* SELECTION:
========================
Al-Subiyah, Tumuli Graves Project (Kuwejt), 2012

Al-Subiyah, Tumuli Graves Project (Kuwait)

Dates of work: 25 February – 6 April 2012

Team:
General Project Directors: Prof. Piotr Bieliński (PCMA UW), Dr. Sultan Al-Duweish (Department of Antiquities and Museums of the State of Kuwait)
Field director: Dr. Łukasz Rutkowski, archaeologist, head of survey and tumuli research project (PCMA UW)
Archaeologists: Dr. Maciej Makowski (Institute of Mediterranean and Oriental Cultures, Polish Academy of Sciences), Maciej Marciniak (PhD student, Antiquity of Southeastern Europe Research Centre, University of Warsaw), Ewelina Mizak (independent), Khaled Salem, Mustafa Ansari, Ahmad Al-Mutairi, and Faisal Al-Uteybi (all archaeologists and archaeological team support from the Department of Antiquities and Museums of the State of Kuwait)
========================
* TASKS AND EXERCISES:
**1.** Decide whether each statement agrees with the Al-Subiyah project listing: (a) Fieldwork ended on 6 April 2012; (b) Ewelina Mizak is affiliated with the Polish Academy of Sciences; (c) Dr. Łukasz Rutkowski is one of the General Project Directors. Answer yes or no for each, quoting the deciding words of the listing.
**2.** Reproduce the portion of the Al-Subiyah project listing that begins at the words "Dates of work: 25" and stops after the words "project (PCMA UW)".
**3.** Recast the paragraph of the Al-Subiyah project listing that opens with "Archaeologists:" as a list, keeping each name and affiliation.
Rely solely on the Al-Subiyah project listing, without drawing on any outside source.

* DATA SHOWN:
========================
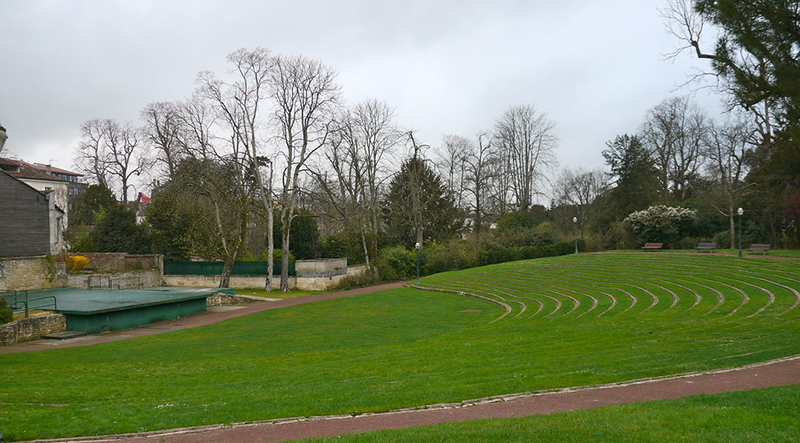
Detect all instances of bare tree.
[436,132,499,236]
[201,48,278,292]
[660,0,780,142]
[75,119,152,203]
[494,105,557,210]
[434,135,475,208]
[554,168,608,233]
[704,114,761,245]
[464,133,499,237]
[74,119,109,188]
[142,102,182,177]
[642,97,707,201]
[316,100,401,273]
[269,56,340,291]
========================
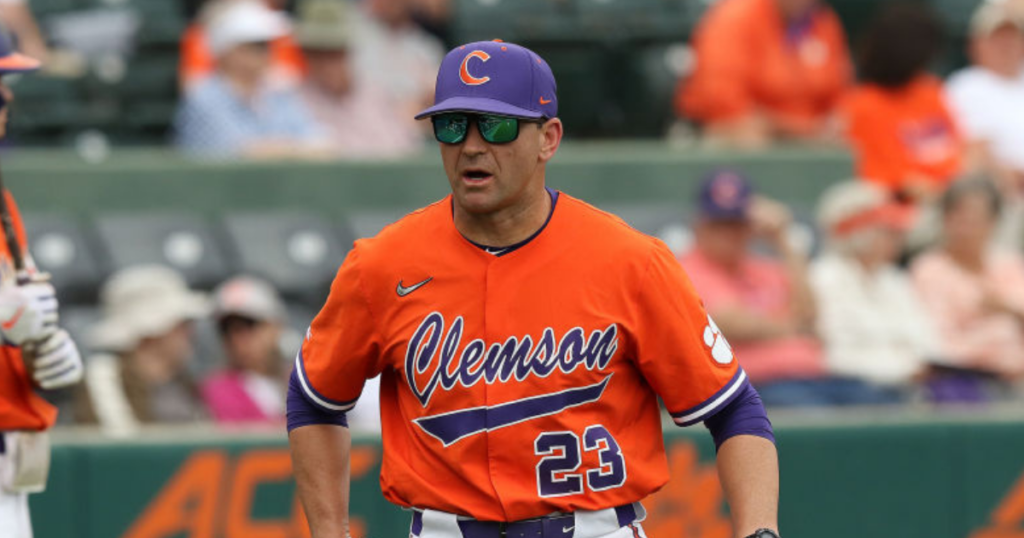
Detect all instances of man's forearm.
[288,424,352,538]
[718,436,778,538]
========================
* EXPECTED ANSWERS:
**1.**
(a) Yes: "Dates of work: 25 February – 6 April 2012"
(b) No: "Ewelina Mizak (independent)"
(c) No: "Field director: Dr. Łukasz Rutkowski"

**2.**
Dates of work: 25 February – 6 April 2012

Team:
General Project Directors: Prof. Piotr Bieliński (PCMA UW), Dr. Sultan Al-Duweish (Department of Antiquities and Museums of the State of Kuwait)
Field director: Dr. Łukasz Rutkowski, archaeologist, head of survey and tumuli research project (PCMA UW)

**3.**
Archaeologists:
- Dr. Maciej Makowski: Institute of Mediterranean and Oriental Cultures, Polish Academy of Sciences
- Maciej Marciniak: PhD student, Antiquity of Southeastern Europe Research Centre, University of Warsaw
- Ewelina Mizak: independent
- Khaled Salem, Mustafa Ansari, Ahmad Al-Mutairi and Faisal Al-Uteybi: archaeologists and archaeological team support, Department of Antiquities and Museums of the State of Kuwait